GIVEN PASSAGE ->
++++++++

1. **Dynamic Parallel Processing with Send API**
   - Created workers dynamically based on workload size
   - Distributed invoice processing across multiple workers
   - Achieved 2-4x performance improvements over serial processing

2. **Safe Concurrent State Management**
   - Used state reducers to merge updates from parallel workers
   - Prevented race conditions and data conflicts
   - Maintained data consistency across parallel execution

3. **Resource-Aware Scaling**
   - Monitored memory and CPU usage during parallel processing
   - Demonstrated trade-offs between speed and resource consumption
   - Showed how to find optimal parallelism levels

4. **Production-Ready Resilience**
   - Handled partial worker failures gracefully
   - Processed successful results even when some workers failed
   - Provided actionable recommendations based on success rates

### Performance Insights:

**Serial Processing:**
- Predictable resource usage
- Linear scaling with workload size
- Simple error handling

**Parallel Processing:**
- 2-4x faster execution for batch workloads
- Higher memory usage (one model instance per worker)
- More complex state management requirements

**Optimal Parallelism:**
- Sweet spot typically 2-4x CPU cores for I/O-bound tasks
- Memory constraints may limit maximum parallelism
- Diminishing returns beyond optimal worker count

### Production Considerations:

**When to Use Parallel Processing:**
- Large batch workloads (>10 documents)
- I/O-bound processing (API calls, file operations)
- Independent document processing tasks

**When to Use Serial Processing:**
- Small batches (<5 documents)
- Memory-constrained environments
- Tasks requiring strict ordering

**Monitoring Requirements:**
- Track resource utilization (CPU, memory, GPU)

++++++++

DATA SUPPLIED ->

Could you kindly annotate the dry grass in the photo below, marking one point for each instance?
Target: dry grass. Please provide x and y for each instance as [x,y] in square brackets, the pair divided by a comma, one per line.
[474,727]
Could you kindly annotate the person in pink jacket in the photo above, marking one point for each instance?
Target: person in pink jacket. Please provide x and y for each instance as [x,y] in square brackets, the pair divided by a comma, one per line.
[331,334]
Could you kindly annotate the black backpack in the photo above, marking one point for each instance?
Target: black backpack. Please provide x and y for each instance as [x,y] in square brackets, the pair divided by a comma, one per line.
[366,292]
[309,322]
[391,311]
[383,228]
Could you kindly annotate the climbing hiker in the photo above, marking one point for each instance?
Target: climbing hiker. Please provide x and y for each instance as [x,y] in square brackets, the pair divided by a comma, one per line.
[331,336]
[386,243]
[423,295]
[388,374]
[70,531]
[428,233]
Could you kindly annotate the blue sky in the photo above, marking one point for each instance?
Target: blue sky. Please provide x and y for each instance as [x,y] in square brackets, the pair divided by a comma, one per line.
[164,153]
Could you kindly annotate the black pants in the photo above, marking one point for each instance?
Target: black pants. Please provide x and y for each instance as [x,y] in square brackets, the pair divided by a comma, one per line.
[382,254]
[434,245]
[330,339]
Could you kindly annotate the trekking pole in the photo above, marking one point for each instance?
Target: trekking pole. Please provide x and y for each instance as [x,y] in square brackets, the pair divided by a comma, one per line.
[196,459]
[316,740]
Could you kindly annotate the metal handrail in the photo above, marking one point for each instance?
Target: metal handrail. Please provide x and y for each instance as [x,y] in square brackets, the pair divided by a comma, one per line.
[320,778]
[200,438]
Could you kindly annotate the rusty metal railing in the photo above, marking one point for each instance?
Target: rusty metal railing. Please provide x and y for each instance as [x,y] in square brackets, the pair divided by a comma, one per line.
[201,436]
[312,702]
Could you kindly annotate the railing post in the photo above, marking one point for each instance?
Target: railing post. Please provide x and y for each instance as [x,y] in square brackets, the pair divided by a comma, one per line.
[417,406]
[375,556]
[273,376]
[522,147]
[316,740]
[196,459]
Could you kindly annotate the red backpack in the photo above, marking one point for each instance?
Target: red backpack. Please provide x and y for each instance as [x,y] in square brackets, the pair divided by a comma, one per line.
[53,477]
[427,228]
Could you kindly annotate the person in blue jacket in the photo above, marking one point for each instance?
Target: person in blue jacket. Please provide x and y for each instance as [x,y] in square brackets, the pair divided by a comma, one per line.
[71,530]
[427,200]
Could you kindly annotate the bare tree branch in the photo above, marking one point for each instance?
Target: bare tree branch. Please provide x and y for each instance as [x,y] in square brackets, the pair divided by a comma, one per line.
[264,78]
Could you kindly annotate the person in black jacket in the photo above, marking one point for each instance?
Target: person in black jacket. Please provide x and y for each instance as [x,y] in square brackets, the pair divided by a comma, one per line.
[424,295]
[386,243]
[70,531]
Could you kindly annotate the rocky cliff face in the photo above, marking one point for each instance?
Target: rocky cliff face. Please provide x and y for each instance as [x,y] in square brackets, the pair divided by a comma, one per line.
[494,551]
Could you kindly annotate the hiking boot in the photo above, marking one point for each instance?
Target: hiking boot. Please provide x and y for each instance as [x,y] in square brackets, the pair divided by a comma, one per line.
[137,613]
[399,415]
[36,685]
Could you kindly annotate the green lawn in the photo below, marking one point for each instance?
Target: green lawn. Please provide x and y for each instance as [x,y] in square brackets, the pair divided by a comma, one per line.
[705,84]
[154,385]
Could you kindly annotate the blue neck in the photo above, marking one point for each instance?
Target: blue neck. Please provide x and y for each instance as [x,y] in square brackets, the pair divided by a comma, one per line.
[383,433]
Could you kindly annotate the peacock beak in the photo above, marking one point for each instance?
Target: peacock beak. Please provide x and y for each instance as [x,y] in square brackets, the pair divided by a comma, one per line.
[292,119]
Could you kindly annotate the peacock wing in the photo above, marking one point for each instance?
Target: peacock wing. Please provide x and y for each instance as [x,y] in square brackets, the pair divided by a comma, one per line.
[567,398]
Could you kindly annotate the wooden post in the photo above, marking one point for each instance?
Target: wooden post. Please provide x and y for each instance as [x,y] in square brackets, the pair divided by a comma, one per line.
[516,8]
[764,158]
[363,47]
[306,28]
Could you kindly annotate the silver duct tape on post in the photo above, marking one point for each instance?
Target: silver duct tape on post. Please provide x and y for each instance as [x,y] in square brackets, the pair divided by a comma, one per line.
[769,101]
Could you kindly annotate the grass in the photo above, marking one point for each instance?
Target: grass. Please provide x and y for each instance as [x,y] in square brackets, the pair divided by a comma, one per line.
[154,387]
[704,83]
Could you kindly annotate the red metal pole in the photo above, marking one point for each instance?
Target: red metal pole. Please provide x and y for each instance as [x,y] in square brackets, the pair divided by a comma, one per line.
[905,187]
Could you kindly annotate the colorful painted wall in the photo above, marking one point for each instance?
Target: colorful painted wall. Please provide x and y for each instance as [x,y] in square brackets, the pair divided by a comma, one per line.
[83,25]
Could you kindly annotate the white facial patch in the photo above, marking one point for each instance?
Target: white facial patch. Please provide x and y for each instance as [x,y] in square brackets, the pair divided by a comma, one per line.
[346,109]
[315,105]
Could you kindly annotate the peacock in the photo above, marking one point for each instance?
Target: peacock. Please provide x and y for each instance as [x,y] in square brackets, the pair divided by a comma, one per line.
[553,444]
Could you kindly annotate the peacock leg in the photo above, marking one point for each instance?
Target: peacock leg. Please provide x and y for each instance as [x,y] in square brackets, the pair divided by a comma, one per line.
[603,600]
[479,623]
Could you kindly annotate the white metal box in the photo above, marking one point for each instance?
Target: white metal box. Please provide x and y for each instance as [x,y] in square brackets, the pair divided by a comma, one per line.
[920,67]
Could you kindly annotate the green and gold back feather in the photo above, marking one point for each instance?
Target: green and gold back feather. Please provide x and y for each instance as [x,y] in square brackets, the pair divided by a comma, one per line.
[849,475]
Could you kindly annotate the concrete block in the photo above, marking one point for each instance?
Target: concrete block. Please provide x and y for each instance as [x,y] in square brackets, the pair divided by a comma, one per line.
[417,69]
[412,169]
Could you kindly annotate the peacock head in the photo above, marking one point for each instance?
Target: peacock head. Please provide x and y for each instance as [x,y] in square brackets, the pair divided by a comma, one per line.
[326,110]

++++++++

WRITTEN PROBLEM ->
Answer these questions using the parallel processing summary:
(a) Below what batch size does it recommend serial processing?
(b) What does it give as the reason parallel processing uses more memory?
(c) What were state reducers used for?

COMPLETED TASK ->
(a) Fewer than 5 documents.
(b) There is one model instance per worker.
(c) To merge updates from parallel workers.